▶ _INPUT ROWS_

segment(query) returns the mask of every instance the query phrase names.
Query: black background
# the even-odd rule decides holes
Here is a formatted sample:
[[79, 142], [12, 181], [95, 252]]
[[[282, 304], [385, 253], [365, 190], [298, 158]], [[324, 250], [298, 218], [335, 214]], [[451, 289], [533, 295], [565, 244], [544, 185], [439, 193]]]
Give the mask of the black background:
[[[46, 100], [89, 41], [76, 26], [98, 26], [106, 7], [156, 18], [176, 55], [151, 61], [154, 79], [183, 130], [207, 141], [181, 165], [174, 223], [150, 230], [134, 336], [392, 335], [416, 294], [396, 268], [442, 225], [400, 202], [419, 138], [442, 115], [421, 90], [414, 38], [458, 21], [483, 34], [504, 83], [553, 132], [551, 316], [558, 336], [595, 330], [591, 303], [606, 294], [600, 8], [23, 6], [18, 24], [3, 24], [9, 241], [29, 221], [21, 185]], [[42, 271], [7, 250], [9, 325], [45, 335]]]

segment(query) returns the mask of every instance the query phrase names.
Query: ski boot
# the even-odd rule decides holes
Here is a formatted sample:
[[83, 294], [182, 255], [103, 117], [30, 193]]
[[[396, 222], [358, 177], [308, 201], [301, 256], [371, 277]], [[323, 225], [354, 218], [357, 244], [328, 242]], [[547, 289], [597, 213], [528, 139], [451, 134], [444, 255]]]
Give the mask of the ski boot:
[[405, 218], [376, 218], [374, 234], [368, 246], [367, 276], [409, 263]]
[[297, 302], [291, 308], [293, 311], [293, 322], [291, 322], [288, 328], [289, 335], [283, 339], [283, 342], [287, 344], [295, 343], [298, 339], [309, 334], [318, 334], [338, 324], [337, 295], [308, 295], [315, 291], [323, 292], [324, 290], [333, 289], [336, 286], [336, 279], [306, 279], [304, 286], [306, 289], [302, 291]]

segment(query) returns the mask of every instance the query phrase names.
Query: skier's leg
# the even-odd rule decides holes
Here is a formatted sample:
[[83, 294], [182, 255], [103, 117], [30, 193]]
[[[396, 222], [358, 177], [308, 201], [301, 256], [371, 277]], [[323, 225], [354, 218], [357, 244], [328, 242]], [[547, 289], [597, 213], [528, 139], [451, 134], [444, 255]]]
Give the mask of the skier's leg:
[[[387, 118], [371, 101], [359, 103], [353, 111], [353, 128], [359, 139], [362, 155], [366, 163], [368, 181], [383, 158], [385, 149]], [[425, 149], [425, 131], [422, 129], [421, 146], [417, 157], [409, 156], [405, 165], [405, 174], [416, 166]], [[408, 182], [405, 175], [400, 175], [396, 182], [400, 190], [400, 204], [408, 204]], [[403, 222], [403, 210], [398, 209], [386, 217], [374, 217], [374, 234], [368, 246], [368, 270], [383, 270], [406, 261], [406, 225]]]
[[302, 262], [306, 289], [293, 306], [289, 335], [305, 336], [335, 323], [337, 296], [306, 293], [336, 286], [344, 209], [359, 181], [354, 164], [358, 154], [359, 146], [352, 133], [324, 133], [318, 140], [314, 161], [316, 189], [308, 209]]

▶ _REQUIRED WORK_
Write out the data word for word, starting with its first line and going on through the line that contains "325], [45, 335]]]", with both of those lines included.

▶ _SOLUTION TO THIS PROBLEM_
segment(query) returns the mask of every instance the query phrase names.
Query: black background
# the even-odd rule decides holes
Here is a formatted sample:
[[79, 142], [12, 181], [95, 252]]
[[[282, 304], [385, 253], [365, 190], [298, 158]], [[324, 250], [298, 218], [335, 214]], [[451, 289], [533, 295], [565, 244], [544, 185], [439, 193]]]
Give the mask of the black background:
[[[46, 100], [89, 41], [76, 26], [98, 26], [106, 7], [156, 18], [176, 55], [151, 61], [154, 79], [183, 130], [207, 141], [181, 165], [174, 223], [150, 230], [134, 336], [392, 335], [416, 294], [396, 268], [442, 225], [400, 202], [419, 138], [442, 115], [421, 90], [414, 38], [458, 21], [483, 34], [504, 83], [553, 132], [551, 316], [558, 336], [595, 330], [591, 303], [606, 294], [600, 8], [23, 6], [18, 24], [3, 24], [9, 241], [29, 221], [21, 185]], [[42, 271], [7, 250], [9, 325], [45, 335]]]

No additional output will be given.